*** Material to process ***

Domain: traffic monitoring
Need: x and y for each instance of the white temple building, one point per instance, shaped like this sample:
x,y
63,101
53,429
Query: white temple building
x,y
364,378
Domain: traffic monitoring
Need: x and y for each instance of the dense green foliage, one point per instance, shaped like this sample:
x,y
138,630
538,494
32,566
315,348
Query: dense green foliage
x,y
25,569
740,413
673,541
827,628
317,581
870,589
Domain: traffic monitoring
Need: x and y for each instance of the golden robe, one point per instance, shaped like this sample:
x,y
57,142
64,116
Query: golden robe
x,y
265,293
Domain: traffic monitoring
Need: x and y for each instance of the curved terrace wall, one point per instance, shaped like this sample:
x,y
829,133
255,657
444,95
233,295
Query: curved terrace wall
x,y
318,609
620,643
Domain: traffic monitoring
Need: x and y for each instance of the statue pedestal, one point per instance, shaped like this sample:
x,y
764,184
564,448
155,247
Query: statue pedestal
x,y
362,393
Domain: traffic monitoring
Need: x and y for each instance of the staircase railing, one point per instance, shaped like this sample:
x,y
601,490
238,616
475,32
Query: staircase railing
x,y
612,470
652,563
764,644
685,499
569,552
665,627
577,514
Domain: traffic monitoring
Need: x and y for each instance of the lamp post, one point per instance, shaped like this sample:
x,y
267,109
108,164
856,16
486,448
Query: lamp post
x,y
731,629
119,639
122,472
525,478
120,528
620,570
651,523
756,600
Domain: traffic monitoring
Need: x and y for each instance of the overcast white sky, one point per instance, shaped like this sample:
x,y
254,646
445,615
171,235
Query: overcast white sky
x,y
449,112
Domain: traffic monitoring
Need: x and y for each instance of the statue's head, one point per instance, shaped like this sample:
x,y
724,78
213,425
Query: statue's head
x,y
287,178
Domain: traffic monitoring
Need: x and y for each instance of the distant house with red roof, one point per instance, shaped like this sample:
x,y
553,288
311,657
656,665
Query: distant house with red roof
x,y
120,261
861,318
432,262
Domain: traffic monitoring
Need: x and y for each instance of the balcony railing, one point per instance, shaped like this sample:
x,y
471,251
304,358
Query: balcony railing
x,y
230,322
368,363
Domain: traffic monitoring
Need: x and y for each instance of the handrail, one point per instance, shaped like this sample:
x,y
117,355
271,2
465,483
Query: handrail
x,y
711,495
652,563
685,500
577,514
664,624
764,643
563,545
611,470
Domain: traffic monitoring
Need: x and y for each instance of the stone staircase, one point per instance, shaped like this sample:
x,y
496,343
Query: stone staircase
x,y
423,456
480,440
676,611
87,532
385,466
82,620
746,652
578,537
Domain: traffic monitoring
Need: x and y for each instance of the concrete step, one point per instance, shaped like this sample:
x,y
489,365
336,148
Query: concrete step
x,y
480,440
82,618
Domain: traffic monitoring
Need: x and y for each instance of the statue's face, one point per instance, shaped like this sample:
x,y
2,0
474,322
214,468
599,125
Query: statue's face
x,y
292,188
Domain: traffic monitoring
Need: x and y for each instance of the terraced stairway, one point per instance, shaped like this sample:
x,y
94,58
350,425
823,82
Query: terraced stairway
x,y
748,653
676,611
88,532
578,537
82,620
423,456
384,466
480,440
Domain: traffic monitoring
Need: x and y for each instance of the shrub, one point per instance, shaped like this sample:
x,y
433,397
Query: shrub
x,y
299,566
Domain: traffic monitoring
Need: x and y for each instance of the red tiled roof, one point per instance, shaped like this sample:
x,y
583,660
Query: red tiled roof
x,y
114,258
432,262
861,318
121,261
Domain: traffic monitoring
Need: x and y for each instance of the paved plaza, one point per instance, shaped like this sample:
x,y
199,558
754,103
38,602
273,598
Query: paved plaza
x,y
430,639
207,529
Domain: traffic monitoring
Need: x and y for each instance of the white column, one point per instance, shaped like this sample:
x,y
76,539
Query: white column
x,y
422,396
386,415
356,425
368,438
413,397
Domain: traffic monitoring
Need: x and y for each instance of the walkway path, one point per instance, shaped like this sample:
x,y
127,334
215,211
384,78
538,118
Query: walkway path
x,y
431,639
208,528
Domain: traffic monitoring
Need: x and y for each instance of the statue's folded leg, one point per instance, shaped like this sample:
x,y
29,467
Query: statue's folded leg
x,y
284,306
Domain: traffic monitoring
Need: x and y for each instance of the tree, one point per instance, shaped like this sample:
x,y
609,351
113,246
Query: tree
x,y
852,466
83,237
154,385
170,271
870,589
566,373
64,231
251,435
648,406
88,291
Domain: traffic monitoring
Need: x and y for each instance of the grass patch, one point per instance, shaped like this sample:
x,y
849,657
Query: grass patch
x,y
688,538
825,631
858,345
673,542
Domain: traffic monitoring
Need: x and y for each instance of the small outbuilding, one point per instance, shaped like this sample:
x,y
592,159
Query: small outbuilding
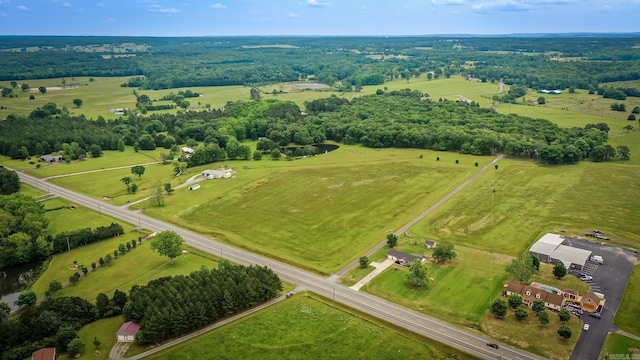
x,y
430,244
127,331
44,354
403,258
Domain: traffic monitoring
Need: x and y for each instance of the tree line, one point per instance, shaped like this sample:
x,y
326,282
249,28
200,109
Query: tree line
x,y
172,306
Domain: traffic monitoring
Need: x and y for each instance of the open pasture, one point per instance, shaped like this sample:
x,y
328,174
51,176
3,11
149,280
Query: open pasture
x,y
458,291
97,96
136,267
531,199
107,184
308,327
322,212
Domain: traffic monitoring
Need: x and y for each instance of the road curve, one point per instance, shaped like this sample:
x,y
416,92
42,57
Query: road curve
x,y
464,340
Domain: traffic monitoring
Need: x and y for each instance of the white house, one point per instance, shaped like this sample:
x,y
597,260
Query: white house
x,y
127,331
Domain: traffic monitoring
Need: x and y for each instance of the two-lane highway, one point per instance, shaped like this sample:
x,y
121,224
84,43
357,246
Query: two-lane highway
x,y
462,339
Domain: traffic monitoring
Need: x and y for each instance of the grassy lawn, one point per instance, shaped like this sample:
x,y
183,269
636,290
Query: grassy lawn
x,y
356,274
108,185
105,330
530,335
629,308
620,347
458,292
531,199
97,96
136,267
307,327
295,205
69,219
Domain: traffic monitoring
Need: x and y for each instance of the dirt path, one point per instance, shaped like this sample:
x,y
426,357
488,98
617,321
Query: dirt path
x,y
336,277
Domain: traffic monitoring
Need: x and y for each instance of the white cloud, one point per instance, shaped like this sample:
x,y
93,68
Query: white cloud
x,y
318,3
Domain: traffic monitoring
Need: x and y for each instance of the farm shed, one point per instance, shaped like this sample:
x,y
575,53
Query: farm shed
x,y
127,331
44,354
572,258
545,246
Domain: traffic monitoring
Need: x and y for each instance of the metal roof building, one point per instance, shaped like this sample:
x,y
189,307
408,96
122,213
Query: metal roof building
x,y
545,246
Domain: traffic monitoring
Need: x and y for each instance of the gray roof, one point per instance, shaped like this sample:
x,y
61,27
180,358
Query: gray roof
x,y
547,244
568,254
404,256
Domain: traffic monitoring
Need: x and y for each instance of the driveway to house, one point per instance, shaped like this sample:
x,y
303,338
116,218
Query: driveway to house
x,y
609,279
468,341
336,277
99,170
190,336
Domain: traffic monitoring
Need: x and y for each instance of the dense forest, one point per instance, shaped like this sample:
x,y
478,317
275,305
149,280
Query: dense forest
x,y
401,119
554,62
172,306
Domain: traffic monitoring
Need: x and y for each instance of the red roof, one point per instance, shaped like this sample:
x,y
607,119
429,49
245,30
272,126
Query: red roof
x,y
128,328
44,354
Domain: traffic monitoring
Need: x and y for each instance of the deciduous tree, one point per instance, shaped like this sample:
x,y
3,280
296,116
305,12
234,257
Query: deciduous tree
x,y
444,251
138,170
498,308
168,243
521,268
417,274
392,240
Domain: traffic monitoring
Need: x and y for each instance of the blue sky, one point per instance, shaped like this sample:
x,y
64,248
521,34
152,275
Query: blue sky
x,y
314,17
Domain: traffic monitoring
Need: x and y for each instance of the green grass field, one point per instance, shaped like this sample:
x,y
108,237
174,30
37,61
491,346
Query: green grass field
x,y
620,347
458,292
354,194
629,308
105,331
307,327
108,185
138,266
530,335
531,199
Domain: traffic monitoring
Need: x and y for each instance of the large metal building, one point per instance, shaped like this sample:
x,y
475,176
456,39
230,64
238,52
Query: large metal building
x,y
549,249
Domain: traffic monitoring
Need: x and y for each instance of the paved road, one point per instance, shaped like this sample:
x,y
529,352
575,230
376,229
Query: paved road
x,y
336,277
462,339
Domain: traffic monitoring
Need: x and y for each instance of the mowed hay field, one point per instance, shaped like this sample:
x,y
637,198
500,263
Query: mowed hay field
x,y
322,212
458,291
531,199
305,327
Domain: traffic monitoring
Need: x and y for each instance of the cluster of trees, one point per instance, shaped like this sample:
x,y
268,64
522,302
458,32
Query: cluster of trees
x,y
173,306
9,181
22,230
393,119
54,322
68,240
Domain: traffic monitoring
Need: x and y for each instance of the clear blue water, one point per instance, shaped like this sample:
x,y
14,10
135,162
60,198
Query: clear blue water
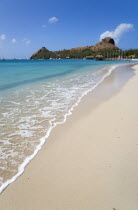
x,y
36,95
15,72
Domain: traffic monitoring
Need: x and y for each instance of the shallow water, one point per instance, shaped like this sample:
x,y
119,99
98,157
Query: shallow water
x,y
35,96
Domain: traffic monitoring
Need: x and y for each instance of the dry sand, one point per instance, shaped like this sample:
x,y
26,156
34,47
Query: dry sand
x,y
89,162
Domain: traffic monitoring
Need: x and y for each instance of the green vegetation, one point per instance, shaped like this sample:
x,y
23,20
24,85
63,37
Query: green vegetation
x,y
87,53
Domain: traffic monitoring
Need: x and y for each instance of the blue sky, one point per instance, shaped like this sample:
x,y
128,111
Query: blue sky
x,y
27,25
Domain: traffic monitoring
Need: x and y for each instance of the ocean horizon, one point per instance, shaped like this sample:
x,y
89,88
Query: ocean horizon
x,y
35,96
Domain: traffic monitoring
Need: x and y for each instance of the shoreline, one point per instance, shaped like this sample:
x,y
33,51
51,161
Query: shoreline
x,y
51,142
44,138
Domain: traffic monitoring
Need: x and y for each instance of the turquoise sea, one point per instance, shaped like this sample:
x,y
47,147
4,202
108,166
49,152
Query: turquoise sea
x,y
35,96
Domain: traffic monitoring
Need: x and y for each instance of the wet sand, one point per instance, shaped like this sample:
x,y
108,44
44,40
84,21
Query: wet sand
x,y
89,162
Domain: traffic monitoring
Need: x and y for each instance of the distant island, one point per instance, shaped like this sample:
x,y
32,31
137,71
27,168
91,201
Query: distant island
x,y
103,50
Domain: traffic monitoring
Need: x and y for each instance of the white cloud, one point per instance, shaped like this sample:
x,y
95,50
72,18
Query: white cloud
x,y
13,41
3,37
43,26
119,31
26,41
53,20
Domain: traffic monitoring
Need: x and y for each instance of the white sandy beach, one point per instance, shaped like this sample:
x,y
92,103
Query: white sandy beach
x,y
88,163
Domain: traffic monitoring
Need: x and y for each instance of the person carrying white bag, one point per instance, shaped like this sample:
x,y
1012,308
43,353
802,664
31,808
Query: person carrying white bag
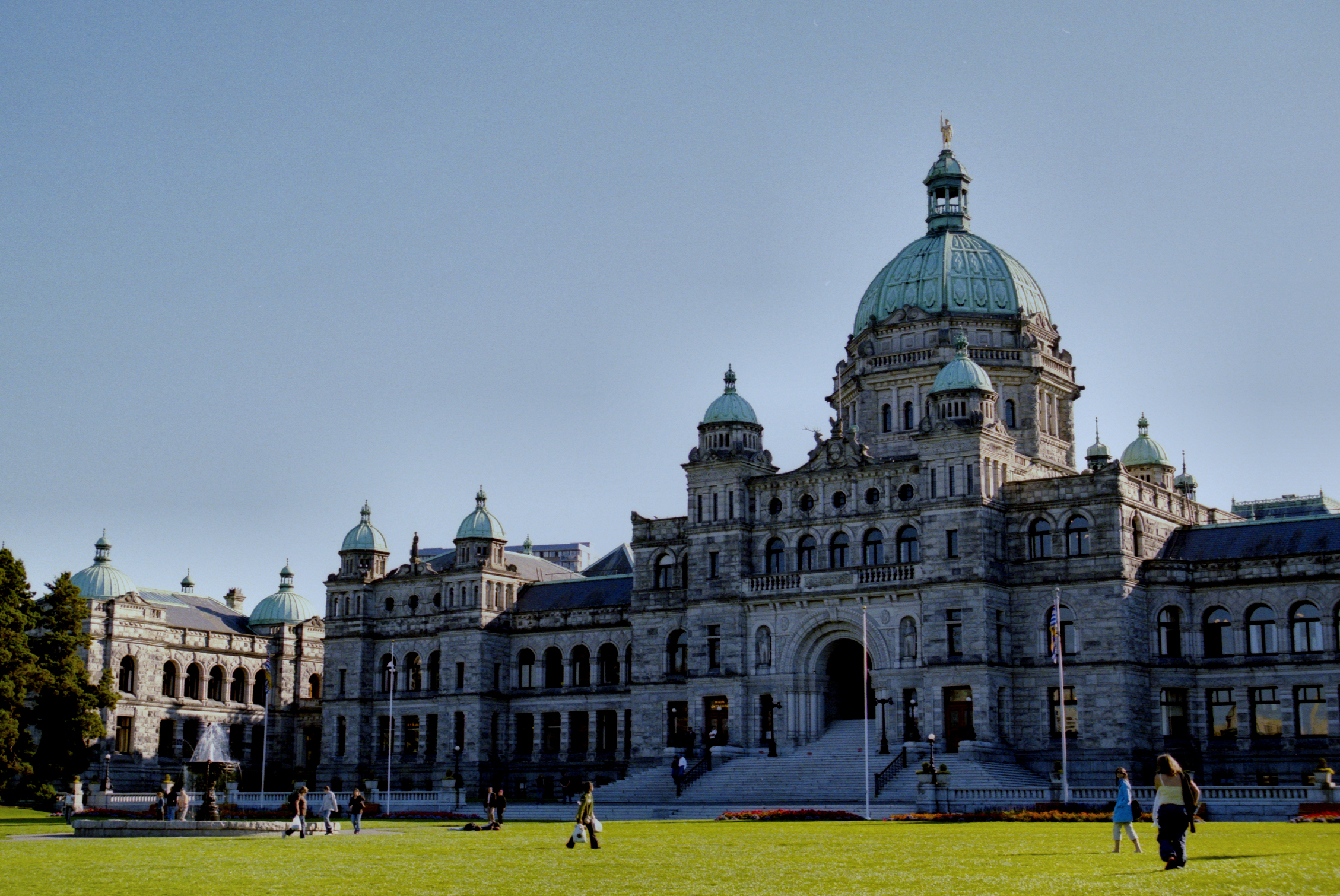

*** End of Material to process ***

■ **To do**: Report back every line of the entries in which "carrying" occurs.

■ **Output**:
Need: x and y for each instance of the person carrying white bag, one point per instance, shaped like this sample:
Query: person carrying white bag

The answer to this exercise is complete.